After George Takei's public declaration of disapproval toward Star Trek Beyond's newly announced gay Sulu storyline, Zachary Quinto is also speaking out.
"As a member of the LGBT community myself," Quinto told PEDESTRIAN.TV, "I was disappointed by the fact that George was disappointed. I think any member of the LGBT community that takes issue with the normalised and positive portrayal of members of our community in Hollywood and in mainstream blockbuster cinema..."
79-year-old Takei, who played the original Sulu, told The Hollywood Reporter it was "unfortunate" the character would be gay, as this wasn't the vision Star Trek creator Gene Roddenberry had for the hero:
"Unfortunately, [making Sulu gay] is a twisting of [Star Trek creator Gene Roddenberry's] creation, to which he put in so much thought. I think it’s really unfortunate," Takei pointed out. "I said, 'This movie is going to be coming out on the 50th anniversary of Star Trek, the 50th anniversary of paying tribute to Gene Roddenberry, the man whose vision it was carried us through half a century. Honor him and create a new character.' I urged them. [Director Justin Lin] left me feeling that that was going to happen."
But Quinto, who plays Spock in the newest Star Trek films, has a very different view point.
"I get it. [Takei] has had his own personal journey and has his own personal relationship with this character," he said, "but, you know, as we established in the first 'Star Trek' film in 2009, we've created an alternate universe, and my hope is that eventually George can be strengthened by the enormously positive response from especially young people who are heartened by and inspired by this really tasteful and beautiful portrayal of something that I think is gaining acceptance and inclusion in our societies across the world, and should be.

Records supplied:
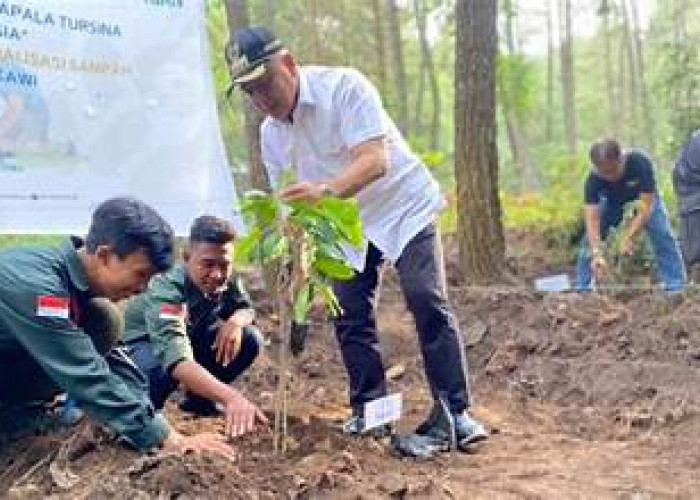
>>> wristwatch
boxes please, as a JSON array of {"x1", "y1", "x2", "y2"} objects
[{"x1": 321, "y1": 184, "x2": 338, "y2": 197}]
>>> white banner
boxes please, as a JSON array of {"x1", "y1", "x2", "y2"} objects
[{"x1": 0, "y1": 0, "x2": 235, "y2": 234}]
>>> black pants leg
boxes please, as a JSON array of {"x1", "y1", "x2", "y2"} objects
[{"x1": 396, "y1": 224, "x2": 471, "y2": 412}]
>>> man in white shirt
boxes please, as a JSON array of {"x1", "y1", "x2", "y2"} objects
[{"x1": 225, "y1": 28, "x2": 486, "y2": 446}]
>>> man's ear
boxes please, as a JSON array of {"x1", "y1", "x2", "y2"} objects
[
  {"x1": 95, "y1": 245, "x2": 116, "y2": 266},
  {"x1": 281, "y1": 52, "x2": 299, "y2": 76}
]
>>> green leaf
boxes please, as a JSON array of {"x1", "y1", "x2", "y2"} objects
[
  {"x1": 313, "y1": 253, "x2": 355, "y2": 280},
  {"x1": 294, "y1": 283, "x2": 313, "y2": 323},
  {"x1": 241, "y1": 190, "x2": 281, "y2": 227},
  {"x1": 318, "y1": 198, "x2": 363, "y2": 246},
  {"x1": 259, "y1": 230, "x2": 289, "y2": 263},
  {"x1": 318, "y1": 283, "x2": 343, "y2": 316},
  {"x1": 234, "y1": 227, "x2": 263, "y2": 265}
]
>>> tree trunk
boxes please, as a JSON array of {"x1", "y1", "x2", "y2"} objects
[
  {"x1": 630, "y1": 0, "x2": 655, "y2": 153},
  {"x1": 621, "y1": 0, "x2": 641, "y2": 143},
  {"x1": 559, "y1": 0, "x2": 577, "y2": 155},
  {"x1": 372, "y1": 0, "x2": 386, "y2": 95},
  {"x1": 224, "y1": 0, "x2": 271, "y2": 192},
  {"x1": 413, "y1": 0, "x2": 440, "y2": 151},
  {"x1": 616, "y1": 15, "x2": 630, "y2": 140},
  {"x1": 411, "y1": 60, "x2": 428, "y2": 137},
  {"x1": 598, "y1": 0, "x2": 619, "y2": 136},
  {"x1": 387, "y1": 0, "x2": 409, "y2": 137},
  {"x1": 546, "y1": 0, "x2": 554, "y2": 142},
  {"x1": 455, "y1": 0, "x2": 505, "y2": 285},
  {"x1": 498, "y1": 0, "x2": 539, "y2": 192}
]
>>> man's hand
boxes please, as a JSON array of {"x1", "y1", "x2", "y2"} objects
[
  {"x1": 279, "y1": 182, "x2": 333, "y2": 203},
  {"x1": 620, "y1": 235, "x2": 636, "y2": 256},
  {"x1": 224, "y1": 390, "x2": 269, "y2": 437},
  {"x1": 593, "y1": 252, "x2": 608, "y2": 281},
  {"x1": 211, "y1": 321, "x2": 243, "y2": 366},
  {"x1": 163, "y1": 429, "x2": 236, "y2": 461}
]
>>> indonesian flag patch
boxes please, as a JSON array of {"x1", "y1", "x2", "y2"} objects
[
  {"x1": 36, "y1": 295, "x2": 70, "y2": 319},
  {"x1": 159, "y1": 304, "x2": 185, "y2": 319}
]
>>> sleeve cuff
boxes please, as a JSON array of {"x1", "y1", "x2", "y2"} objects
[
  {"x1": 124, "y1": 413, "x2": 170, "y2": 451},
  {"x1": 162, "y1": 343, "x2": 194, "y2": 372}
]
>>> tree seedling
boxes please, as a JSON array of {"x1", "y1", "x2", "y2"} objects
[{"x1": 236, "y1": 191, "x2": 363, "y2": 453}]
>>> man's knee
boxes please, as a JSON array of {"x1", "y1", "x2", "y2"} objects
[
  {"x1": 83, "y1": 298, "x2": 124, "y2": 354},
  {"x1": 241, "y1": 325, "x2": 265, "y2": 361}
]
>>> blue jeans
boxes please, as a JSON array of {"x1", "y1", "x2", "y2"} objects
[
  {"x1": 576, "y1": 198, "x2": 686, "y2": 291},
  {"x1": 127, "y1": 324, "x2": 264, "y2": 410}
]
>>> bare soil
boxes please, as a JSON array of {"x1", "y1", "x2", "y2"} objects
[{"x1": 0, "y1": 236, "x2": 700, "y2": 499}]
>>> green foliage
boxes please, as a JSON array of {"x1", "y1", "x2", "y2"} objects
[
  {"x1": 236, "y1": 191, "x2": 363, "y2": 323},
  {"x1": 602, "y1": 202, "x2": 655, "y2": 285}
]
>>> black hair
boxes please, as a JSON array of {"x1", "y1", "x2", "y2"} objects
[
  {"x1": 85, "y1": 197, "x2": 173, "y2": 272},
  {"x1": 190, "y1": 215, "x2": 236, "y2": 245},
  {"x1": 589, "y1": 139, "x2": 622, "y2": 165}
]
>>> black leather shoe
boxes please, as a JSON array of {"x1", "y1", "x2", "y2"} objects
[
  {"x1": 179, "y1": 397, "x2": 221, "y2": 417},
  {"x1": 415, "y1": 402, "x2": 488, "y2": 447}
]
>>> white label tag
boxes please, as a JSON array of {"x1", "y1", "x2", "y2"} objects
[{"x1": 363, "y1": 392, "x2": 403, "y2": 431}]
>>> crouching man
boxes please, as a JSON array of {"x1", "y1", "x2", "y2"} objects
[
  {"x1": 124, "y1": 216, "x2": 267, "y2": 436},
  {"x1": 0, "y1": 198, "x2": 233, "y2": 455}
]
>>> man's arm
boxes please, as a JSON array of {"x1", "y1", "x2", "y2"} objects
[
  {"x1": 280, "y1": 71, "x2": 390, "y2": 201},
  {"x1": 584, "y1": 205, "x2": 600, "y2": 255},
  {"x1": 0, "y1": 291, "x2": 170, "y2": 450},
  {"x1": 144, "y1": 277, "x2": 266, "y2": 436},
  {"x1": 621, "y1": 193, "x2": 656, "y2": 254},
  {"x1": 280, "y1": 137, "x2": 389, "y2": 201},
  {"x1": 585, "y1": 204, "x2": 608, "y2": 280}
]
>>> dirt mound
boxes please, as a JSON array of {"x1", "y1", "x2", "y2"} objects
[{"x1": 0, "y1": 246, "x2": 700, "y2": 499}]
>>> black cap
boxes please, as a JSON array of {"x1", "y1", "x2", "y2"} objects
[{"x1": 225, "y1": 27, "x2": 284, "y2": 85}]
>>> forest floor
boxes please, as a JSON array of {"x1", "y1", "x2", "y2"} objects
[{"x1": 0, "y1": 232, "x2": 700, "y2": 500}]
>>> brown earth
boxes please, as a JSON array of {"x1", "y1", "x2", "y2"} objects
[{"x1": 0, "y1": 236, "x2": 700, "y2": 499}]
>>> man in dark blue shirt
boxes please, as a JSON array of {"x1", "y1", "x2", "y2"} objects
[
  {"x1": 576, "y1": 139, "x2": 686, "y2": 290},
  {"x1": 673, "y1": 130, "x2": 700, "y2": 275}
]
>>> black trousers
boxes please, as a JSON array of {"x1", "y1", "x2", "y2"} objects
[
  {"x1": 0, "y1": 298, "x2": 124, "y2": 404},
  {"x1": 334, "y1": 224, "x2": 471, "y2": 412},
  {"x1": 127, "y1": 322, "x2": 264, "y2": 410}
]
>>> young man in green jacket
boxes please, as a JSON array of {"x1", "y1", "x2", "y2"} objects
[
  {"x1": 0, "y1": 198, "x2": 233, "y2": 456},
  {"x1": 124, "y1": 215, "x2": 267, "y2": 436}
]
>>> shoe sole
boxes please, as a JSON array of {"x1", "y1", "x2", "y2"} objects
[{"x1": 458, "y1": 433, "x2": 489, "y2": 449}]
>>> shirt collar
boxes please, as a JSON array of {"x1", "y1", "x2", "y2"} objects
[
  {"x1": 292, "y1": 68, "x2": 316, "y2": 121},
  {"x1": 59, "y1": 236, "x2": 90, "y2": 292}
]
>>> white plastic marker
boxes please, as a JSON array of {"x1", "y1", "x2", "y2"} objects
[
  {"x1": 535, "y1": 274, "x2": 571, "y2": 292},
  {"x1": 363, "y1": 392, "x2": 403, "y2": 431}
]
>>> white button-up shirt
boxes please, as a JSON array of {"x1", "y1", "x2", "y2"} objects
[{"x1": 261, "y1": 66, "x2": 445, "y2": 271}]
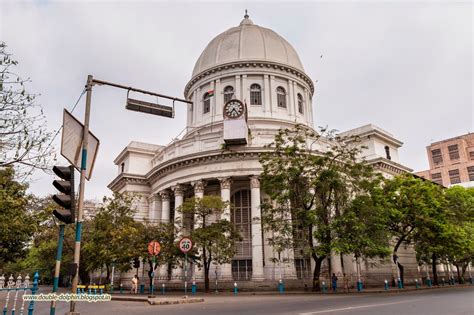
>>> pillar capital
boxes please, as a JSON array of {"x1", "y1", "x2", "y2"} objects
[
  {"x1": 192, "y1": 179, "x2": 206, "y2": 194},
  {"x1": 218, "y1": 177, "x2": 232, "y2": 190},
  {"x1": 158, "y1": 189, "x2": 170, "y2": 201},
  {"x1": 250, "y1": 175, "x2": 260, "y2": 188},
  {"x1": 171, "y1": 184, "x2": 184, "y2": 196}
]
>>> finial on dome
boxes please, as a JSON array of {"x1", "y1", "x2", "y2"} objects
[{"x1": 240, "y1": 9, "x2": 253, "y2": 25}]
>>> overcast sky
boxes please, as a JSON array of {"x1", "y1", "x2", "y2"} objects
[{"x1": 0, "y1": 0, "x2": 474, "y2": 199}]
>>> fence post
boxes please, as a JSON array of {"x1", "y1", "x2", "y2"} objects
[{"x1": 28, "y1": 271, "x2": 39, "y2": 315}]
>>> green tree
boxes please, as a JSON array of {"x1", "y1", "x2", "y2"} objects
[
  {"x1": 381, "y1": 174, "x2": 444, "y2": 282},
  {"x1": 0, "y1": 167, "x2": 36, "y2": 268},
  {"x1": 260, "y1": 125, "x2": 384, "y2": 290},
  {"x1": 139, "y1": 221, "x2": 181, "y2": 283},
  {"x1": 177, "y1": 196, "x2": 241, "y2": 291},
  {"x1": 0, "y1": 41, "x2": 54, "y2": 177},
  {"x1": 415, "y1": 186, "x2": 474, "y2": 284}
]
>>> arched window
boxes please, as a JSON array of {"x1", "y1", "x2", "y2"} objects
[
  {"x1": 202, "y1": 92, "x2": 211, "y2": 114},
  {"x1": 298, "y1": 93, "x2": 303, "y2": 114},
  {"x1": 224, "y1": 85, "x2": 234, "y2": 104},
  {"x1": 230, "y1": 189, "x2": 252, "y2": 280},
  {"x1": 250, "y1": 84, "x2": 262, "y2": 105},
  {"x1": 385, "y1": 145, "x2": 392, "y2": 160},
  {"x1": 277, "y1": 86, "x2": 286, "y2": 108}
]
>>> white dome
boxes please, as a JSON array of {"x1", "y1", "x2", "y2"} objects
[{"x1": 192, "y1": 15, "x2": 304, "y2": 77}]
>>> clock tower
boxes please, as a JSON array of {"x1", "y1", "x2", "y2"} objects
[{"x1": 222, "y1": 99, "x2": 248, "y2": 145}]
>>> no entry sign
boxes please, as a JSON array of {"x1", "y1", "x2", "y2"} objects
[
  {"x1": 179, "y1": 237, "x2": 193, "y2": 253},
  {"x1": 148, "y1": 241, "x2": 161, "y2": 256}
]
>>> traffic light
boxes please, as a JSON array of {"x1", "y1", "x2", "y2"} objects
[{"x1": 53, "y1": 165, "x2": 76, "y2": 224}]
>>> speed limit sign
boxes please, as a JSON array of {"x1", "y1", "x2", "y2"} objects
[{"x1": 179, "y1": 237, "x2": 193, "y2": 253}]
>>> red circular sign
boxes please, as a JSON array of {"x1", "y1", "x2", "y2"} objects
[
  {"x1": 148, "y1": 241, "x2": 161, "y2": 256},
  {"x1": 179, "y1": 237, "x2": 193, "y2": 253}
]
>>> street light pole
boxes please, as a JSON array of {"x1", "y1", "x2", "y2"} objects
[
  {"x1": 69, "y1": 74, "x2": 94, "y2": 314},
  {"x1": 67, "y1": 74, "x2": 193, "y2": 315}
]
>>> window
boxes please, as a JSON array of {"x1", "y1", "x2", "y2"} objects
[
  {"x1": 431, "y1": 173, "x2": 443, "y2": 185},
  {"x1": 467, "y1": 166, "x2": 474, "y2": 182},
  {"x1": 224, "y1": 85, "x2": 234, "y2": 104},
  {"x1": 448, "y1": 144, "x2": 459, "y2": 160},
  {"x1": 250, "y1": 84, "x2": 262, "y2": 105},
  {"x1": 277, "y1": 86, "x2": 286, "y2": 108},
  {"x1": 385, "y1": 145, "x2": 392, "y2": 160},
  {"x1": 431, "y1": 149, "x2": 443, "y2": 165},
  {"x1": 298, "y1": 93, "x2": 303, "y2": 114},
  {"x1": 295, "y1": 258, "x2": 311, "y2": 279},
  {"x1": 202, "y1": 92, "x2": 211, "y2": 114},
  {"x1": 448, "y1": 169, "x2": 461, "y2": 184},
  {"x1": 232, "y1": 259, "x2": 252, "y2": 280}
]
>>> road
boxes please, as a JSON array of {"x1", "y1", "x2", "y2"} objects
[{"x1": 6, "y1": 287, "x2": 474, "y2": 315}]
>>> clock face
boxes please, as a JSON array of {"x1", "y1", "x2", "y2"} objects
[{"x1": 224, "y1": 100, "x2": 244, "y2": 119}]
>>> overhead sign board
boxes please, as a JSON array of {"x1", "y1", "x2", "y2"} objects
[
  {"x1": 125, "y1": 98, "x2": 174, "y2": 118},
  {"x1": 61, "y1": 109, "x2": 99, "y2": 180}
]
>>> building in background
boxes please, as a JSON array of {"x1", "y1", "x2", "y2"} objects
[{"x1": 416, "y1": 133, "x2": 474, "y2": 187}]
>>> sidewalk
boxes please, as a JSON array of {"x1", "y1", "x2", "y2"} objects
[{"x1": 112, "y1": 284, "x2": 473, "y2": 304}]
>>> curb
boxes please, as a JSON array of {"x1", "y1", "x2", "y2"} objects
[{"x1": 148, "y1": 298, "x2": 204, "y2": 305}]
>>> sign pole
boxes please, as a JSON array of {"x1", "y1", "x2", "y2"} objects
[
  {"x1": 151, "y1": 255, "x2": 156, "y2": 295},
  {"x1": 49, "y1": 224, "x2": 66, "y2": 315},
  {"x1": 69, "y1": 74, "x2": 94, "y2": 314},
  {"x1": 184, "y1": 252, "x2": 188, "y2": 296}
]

Exercise objective: Please copy word for word the passage of the text about the gay Sulu storyline starting at "But Quinto, who" and ending at "and should be.".

Output for this exercise:
But Quinto, who plays Spock in the newest Star Trek films, has a very different view point.
"I get it. [Takei] has had his own personal journey and has his own personal relationship with this character," he said, "but, you know, as we established in the first 'Star Trek' film in 2009, we've created an alternate universe, and my hope is that eventually George can be strengthened by the enormously positive response from especially young people who are heartened by and inspired by this really tasteful and beautiful portrayal of something that I think is gaining acceptance and inclusion in our societies across the world, and should be.